Certainly, the Ordnance Survey owes its French relative an immeasurable debt. The Carte de France was based upon an enhanced system of triangulation, the system of calculation that determines distance by establishing two angles measured from a fixed baseline. The method was popularised in the sixteenth century by the Dutch cartographer Gemma Frisius, although it is a theory that would not have been unfamiliar to Pythagoras.

The British Ordnance Survey would rely on triangulation for all its work until GPS took over almost two hundred years later. William Roy first championed it in 1763, when, in his role as Deputy Quartermaster-General, he proposed a triangulation of the whole country at one inch to the mile. He made a similar proposal two years later when he became an inspector of coasts for the Board of Ordnance, a branch of the military based at the Tower of London that was concerned with armament supply and other logistics (including maps) to the army and navy. Roy argued for more detailed maps to protect the south coast, although he also wrote about how such a plan could be extended with a meridian line ‘thro’ the whole extent of the island, marked by Obelisks … like that thro’ France.’ His plans were dismissed on the grounds of time, labour and cost.

★ ★ ★

_TASK DIRECTIONS_:
In the passage on the Ordnance Survey, at what scale did William Roy propose triangulating the whole country in 1763?

★ ★ ★

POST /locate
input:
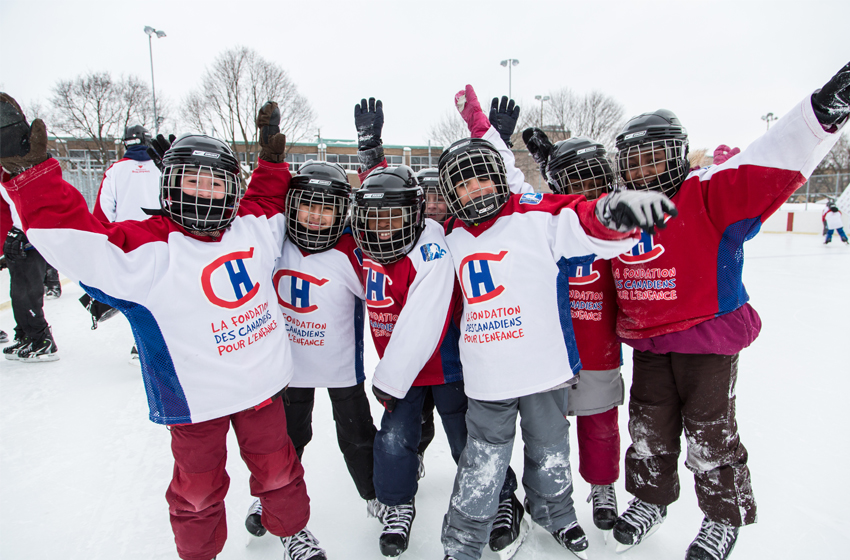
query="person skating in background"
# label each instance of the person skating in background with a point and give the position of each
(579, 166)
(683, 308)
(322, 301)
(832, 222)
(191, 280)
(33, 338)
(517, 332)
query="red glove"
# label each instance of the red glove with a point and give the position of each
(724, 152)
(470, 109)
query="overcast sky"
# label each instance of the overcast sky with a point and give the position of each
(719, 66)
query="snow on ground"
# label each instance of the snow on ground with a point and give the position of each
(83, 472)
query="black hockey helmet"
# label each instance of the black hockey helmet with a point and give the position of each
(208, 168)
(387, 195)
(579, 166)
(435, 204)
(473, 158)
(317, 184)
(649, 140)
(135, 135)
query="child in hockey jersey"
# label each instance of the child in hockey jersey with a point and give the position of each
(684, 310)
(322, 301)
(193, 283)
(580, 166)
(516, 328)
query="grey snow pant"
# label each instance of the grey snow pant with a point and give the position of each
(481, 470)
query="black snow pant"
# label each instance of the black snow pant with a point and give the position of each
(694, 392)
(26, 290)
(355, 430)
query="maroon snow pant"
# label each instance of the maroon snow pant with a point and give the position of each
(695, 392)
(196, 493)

★ ★ ★

_EXPECTED OUTPUT_:
One inch to the mile.